Requirement:
Please output, as a JSON list of strings with one string per line and blank lines omitted, the part of the records that runs from their start through the line containing "(80, 157), (534, 259)", both ends included. Leave the pictures out of the answer.

Items:
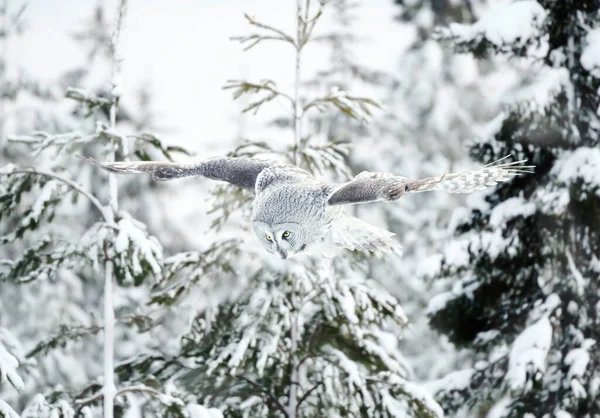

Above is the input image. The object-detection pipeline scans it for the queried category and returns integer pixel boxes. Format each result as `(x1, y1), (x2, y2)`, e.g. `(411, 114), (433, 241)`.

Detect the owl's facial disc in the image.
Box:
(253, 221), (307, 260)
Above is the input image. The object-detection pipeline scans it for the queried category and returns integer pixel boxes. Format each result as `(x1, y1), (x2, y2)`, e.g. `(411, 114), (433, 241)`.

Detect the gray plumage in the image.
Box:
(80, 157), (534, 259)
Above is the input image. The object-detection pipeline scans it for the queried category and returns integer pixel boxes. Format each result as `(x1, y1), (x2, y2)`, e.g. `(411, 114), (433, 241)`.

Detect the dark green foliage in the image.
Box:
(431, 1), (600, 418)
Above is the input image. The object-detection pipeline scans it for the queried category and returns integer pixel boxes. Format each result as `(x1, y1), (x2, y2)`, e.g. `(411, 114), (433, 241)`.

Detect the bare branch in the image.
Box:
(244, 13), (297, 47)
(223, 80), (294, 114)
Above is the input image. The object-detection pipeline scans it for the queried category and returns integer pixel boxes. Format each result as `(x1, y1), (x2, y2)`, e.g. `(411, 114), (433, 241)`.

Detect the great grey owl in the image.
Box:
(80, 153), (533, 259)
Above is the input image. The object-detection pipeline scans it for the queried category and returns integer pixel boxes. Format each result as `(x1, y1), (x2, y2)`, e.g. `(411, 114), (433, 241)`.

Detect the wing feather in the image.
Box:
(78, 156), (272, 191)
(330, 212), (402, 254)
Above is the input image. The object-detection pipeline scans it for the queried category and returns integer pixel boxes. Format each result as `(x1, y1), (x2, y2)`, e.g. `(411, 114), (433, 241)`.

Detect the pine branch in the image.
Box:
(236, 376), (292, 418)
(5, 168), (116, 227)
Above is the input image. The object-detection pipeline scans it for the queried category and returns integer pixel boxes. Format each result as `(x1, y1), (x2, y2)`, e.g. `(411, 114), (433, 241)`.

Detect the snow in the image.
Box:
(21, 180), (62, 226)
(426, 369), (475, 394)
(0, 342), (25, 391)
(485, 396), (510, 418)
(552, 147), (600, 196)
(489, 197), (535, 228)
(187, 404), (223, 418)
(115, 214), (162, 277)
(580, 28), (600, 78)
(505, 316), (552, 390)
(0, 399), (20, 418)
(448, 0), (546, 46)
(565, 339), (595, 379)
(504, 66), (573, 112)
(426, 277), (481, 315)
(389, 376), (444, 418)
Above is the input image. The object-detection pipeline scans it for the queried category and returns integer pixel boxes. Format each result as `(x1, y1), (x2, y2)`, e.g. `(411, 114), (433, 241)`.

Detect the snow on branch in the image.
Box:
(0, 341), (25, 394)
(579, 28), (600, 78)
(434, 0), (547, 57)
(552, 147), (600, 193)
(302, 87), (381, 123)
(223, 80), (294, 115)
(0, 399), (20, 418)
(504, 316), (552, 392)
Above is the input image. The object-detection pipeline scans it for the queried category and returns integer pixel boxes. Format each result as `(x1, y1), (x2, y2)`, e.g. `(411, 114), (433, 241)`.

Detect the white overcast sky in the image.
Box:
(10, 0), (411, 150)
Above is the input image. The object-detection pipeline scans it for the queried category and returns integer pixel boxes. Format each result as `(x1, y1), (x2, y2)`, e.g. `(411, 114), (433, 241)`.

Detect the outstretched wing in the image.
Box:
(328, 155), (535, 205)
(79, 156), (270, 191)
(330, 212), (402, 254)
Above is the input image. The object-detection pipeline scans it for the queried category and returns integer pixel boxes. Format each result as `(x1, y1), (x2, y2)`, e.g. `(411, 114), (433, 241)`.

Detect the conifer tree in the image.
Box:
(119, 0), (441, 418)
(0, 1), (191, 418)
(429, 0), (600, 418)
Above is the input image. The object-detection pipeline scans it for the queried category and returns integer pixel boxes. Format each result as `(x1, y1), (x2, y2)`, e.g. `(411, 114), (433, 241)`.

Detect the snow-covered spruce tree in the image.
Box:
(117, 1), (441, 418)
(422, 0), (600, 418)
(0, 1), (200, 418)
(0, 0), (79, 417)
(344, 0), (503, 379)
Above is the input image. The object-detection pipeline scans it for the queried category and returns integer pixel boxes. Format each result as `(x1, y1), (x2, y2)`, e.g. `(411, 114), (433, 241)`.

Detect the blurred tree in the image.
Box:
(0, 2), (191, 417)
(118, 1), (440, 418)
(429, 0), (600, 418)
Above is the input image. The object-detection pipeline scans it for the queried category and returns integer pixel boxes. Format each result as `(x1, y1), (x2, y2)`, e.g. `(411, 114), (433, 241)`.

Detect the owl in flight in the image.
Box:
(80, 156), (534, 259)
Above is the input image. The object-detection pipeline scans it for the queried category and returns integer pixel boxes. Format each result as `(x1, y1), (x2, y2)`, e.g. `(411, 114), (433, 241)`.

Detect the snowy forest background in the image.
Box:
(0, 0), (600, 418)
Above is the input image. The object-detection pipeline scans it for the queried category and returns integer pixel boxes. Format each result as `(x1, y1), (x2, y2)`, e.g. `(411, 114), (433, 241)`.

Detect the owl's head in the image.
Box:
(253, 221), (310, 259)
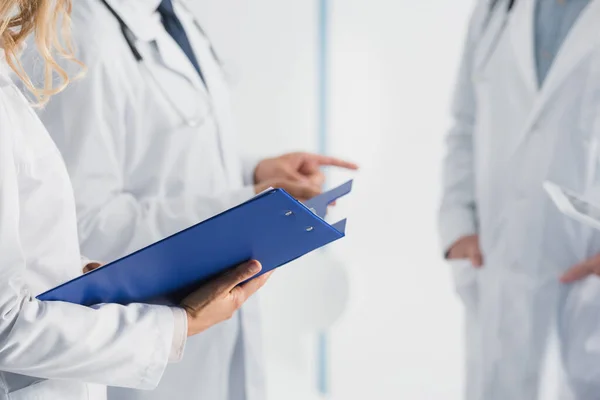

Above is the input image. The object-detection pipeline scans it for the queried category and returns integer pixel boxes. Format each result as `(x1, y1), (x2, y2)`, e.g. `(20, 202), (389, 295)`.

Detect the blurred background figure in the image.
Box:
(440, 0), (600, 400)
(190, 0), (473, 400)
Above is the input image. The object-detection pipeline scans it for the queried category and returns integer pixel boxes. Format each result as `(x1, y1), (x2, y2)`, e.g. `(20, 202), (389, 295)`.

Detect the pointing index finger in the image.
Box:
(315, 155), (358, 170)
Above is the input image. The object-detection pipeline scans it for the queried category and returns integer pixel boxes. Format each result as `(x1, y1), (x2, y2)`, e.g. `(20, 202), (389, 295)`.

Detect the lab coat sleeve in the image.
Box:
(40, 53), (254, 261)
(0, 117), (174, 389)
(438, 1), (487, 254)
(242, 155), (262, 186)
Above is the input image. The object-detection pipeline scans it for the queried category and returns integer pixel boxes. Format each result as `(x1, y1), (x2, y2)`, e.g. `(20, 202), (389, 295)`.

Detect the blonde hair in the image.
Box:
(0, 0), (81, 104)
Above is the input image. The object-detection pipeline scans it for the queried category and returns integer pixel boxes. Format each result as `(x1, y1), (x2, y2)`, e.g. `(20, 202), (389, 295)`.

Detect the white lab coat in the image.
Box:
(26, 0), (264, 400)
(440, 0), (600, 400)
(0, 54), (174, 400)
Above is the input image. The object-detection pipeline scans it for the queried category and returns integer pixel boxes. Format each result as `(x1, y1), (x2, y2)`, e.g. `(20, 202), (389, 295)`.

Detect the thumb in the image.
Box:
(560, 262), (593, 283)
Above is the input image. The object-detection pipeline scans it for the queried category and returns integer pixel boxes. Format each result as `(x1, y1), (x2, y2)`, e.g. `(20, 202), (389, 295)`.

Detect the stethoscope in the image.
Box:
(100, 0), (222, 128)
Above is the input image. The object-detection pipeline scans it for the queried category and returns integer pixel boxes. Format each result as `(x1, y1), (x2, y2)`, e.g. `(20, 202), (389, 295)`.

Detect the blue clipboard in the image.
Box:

Output of the task:
[
  "Above is the input image. The object-detection pipeline scans it for the queried category and returns integer pixel boxes. Format each result as `(x1, y1), (x2, y2)`, e.g. `(411, 114), (433, 241)`.",
  "Detect the owl's facial disc in the image.",
  "Box:",
  "(253, 221), (307, 260)",
  "Above is the input image. The object-detection pipeline scans it for the queried category and returns integer pixel boxes. Format each result as `(x1, y1), (x2, y2)`, e.g. `(411, 114), (433, 241)`.",
  "Detect the gray plumage in the image.",
  "Box:",
  "(80, 157), (534, 259)"
]